**The task**. Recast only the part of the items below that starts at the line containing "instance, sample <point>477,926</point>." and ends after the line containing "<point>505,366</point>" as a numbered list, leaving out any blank lines.

**Excerpted data**.
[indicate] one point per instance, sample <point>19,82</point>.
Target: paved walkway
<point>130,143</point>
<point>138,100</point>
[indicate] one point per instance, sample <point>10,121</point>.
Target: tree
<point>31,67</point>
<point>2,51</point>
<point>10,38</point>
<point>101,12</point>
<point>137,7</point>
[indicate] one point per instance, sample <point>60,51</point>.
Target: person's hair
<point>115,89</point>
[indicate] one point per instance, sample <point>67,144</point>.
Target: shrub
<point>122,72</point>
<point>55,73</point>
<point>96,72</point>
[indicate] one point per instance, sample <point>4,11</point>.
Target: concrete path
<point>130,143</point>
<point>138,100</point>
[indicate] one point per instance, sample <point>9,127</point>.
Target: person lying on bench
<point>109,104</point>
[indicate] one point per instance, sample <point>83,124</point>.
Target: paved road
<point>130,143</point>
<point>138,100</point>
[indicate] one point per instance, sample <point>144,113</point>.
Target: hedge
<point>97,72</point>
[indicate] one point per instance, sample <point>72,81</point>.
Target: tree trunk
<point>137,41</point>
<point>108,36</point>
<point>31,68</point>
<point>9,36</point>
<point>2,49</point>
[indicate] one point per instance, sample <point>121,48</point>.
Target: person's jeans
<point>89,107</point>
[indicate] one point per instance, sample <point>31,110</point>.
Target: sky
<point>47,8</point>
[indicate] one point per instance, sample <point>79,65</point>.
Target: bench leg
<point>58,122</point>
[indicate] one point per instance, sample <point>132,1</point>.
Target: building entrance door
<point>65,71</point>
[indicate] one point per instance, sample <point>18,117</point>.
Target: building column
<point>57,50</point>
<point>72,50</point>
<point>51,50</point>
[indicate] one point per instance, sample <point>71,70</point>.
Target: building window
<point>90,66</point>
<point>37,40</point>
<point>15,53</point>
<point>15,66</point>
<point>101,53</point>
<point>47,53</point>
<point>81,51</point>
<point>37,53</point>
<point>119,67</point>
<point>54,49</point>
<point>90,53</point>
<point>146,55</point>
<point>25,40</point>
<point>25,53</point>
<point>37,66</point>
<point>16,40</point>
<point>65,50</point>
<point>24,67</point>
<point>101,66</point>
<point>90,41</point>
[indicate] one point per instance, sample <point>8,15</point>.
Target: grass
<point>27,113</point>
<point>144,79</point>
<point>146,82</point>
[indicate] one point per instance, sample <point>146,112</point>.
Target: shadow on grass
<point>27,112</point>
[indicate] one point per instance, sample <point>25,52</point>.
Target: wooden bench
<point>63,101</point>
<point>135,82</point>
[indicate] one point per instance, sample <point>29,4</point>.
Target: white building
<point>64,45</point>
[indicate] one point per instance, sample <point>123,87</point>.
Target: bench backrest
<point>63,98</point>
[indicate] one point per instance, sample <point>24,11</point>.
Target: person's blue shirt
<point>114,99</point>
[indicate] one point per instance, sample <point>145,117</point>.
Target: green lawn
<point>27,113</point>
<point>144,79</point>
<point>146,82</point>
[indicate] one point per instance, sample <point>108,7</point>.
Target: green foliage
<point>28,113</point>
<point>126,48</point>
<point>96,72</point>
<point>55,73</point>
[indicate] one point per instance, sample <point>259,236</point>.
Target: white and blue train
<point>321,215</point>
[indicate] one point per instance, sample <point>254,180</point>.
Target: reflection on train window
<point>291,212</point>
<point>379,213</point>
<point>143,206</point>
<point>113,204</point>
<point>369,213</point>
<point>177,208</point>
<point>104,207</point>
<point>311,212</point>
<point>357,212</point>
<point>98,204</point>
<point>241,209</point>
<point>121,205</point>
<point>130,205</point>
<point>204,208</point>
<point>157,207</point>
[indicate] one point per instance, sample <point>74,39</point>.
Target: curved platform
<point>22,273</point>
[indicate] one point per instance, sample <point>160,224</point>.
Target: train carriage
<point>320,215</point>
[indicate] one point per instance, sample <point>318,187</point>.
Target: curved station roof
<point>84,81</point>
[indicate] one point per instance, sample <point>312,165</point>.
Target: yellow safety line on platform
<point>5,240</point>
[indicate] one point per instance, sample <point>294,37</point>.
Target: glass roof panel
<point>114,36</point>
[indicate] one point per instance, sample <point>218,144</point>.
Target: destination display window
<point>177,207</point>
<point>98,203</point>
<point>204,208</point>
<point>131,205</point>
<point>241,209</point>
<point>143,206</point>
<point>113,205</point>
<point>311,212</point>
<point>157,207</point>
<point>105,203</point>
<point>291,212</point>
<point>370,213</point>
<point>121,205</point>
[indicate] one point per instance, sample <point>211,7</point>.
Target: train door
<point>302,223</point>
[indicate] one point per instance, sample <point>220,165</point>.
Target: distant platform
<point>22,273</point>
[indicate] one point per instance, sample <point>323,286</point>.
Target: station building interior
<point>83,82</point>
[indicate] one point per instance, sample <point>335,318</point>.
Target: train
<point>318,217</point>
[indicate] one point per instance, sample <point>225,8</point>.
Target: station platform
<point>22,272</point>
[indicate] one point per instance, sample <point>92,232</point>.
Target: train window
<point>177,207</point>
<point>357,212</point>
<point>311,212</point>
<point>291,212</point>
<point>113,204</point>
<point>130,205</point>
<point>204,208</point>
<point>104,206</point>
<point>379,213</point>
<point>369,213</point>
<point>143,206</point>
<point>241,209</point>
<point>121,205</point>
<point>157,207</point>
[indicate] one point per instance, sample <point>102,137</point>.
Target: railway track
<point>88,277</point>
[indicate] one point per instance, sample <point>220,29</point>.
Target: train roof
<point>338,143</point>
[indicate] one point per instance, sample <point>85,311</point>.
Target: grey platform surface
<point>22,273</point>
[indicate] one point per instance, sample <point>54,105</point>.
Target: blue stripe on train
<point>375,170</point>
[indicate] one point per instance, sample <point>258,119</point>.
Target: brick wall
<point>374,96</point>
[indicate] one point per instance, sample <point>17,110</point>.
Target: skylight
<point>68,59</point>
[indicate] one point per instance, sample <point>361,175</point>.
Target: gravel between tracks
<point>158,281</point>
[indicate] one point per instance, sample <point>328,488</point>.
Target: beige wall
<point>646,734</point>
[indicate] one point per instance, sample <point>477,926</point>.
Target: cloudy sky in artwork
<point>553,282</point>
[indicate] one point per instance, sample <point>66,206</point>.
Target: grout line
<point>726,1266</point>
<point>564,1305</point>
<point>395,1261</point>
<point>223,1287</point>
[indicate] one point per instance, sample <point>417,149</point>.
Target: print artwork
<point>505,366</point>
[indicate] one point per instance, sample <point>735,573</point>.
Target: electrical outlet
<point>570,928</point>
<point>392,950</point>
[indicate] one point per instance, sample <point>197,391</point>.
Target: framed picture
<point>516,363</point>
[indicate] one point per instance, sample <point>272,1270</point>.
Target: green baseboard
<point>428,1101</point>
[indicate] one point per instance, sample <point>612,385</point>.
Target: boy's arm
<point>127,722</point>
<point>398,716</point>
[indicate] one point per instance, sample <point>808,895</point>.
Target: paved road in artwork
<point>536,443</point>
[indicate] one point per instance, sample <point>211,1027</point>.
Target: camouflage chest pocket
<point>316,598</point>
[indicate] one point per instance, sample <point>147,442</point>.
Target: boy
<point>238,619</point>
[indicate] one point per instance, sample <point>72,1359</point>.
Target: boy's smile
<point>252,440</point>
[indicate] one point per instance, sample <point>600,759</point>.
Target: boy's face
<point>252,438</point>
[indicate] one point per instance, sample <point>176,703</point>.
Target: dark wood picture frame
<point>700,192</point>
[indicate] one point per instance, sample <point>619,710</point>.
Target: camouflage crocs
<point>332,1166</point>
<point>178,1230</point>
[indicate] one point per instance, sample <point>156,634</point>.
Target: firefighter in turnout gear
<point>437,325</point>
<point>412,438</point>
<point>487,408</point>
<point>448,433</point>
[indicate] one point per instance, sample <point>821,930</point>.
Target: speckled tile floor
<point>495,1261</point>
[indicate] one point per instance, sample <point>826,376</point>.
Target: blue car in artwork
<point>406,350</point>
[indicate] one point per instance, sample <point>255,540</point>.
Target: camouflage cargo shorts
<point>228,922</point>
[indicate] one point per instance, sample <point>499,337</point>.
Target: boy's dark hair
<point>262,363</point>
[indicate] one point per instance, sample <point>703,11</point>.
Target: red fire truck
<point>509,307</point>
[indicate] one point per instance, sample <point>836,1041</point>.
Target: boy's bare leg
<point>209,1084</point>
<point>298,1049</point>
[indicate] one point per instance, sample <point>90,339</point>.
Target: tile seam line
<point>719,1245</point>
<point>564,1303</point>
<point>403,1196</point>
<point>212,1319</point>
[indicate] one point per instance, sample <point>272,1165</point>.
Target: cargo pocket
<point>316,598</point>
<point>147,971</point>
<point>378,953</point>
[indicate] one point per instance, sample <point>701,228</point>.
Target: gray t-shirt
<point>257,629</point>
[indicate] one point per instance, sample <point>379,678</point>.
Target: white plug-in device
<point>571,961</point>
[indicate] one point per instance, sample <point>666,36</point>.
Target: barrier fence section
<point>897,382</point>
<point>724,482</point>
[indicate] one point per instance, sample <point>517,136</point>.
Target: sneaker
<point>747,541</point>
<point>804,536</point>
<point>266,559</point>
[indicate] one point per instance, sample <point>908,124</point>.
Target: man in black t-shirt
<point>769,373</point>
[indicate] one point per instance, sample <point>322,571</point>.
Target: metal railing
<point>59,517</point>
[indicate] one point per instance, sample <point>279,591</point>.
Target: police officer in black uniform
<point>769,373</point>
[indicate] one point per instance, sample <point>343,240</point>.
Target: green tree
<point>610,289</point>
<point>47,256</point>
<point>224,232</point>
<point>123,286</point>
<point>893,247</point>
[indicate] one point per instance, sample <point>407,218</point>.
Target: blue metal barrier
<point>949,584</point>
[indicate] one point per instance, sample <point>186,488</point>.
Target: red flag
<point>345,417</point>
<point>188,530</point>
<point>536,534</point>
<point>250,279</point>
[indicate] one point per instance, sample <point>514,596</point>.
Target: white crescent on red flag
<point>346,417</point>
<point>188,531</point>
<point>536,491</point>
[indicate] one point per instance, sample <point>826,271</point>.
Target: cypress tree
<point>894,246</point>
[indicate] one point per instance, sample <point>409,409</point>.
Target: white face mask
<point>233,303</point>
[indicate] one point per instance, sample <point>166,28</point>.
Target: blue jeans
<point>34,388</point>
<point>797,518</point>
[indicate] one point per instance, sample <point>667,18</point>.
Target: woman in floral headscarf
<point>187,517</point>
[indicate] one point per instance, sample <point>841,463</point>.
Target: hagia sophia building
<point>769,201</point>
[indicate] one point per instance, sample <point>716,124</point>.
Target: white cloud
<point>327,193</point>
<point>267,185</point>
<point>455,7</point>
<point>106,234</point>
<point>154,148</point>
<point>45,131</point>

**Exercise output**.
1. [indicate] one point per instance, sample <point>477,926</point>.
2. Target: cloudy sky in artwork
3. <point>553,282</point>
4. [indicate] one point per instance, sample <point>66,206</point>.
5. Target: grout line
6. <point>726,1266</point>
7. <point>564,1305</point>
8. <point>395,1261</point>
9. <point>223,1287</point>
10. [indicate] one point per instance, sample <point>417,149</point>.
11. Target: print artwork
12. <point>505,366</point>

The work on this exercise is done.